WORKING DATA:
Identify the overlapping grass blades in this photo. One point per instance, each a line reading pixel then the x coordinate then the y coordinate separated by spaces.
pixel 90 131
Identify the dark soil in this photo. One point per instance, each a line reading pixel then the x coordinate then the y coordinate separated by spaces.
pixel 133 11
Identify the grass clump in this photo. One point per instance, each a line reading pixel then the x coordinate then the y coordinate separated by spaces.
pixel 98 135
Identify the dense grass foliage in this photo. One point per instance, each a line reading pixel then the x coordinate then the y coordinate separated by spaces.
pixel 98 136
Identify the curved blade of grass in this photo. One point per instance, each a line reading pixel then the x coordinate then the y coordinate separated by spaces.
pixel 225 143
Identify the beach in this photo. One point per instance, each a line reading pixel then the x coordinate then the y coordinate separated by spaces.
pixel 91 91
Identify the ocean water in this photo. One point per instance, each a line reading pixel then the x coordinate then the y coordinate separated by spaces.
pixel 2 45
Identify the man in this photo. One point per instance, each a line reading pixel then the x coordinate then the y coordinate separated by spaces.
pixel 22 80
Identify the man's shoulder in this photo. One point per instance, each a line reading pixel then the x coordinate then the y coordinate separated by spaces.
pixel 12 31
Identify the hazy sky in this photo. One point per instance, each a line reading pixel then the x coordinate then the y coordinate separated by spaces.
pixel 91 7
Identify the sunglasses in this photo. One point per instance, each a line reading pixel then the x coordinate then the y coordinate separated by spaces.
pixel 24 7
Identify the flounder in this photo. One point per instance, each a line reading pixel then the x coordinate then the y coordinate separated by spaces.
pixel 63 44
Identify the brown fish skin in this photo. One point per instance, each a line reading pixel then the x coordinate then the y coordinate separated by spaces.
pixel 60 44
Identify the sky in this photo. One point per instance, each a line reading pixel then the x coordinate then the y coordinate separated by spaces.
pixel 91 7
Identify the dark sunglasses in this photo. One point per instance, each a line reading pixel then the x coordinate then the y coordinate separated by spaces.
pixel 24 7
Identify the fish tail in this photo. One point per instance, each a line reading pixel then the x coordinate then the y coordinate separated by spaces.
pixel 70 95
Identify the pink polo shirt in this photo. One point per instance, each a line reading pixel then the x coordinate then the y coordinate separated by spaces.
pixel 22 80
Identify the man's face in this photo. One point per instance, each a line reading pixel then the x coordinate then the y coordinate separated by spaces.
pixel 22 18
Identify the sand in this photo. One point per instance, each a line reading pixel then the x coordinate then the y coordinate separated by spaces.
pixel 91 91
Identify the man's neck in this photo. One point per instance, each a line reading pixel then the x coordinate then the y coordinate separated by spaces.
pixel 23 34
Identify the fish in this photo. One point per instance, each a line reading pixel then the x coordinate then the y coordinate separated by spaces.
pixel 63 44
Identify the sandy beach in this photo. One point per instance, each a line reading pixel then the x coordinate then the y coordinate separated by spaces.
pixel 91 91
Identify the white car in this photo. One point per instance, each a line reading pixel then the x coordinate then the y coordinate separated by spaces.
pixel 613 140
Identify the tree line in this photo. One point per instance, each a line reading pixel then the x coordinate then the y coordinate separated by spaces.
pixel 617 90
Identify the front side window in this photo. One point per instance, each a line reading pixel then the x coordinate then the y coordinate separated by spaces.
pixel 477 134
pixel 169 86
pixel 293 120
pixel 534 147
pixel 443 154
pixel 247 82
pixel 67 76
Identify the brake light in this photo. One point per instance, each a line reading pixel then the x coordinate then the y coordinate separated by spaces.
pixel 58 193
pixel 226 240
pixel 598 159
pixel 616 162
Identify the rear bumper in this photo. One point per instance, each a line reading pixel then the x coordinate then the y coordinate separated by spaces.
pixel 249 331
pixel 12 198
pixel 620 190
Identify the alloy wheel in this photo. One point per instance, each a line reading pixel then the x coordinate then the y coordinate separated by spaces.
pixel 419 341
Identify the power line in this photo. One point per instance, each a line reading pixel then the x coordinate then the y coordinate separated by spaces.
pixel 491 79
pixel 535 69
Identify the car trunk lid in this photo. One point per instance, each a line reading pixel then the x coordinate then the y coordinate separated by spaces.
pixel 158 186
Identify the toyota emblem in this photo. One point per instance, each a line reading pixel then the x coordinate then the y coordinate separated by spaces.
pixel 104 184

WHAT IS NEEDED: Rewrite the listing from its first line through the line containing "pixel 133 11" as a JSON list of strings, with one string per line and blank lines omitted.

ANSWER FOR THE TASK:
[
  "Identify the overlapping grass blades in this photo. One point per instance, each a line reading pixel then the x coordinate then the y coordinate separated by spaces.",
  "pixel 90 131",
  "Identify the dark soil in this photo. One point per instance, each a line reading pixel then the x coordinate then the y coordinate separated by spaces.",
  "pixel 133 11"
]